Entries shown:
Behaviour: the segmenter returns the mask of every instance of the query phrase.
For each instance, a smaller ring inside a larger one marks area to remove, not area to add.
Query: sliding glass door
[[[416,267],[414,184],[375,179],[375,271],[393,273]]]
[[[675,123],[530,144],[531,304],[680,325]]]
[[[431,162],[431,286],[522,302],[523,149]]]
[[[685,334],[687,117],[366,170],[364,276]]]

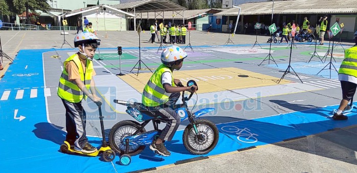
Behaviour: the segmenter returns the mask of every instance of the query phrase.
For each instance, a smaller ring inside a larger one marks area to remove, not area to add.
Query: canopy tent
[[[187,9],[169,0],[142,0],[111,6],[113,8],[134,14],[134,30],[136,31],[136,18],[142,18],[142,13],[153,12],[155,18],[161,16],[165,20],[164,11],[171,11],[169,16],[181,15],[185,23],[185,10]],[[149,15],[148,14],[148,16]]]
* * *
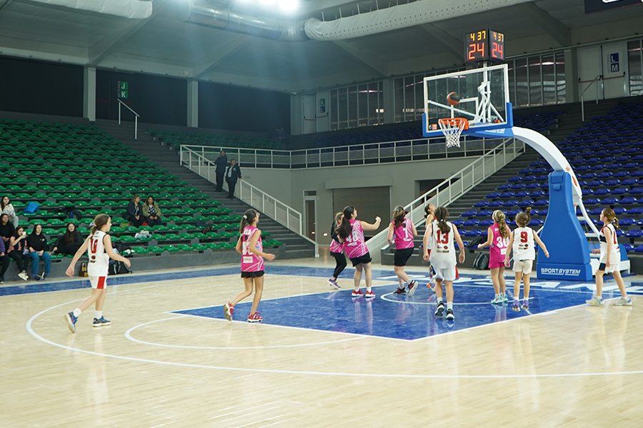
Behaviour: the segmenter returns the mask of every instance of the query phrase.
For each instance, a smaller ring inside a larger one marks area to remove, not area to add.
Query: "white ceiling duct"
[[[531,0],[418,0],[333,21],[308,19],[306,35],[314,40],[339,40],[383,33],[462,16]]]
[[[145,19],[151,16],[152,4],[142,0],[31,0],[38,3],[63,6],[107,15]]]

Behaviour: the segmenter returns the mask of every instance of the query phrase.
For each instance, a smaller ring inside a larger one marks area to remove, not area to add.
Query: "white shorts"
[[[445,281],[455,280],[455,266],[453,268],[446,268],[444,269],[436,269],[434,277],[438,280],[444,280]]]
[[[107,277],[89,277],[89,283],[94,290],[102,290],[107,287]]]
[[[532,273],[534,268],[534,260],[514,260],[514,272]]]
==
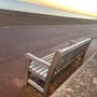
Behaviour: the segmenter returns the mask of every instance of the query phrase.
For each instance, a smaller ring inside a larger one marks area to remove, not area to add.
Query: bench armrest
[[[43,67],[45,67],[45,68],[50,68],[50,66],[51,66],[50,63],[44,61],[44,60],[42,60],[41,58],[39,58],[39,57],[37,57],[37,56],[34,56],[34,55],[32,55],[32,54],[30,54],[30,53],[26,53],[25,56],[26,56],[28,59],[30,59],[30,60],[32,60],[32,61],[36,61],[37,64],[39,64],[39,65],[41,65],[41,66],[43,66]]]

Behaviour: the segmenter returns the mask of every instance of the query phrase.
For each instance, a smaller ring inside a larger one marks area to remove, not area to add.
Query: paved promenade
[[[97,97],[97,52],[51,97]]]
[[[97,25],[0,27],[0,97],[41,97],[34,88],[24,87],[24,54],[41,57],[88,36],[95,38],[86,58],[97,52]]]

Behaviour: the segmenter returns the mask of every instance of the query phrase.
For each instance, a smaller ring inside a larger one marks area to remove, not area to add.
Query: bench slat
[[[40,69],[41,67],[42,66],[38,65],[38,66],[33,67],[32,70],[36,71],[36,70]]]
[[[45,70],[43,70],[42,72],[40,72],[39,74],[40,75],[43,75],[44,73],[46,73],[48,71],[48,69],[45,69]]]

Instruction:
Please show each line from the entries above that contains the string "bench", with uppercase and lowercase treated as different.

Exercise response:
Query: bench armrest
Query: bench slat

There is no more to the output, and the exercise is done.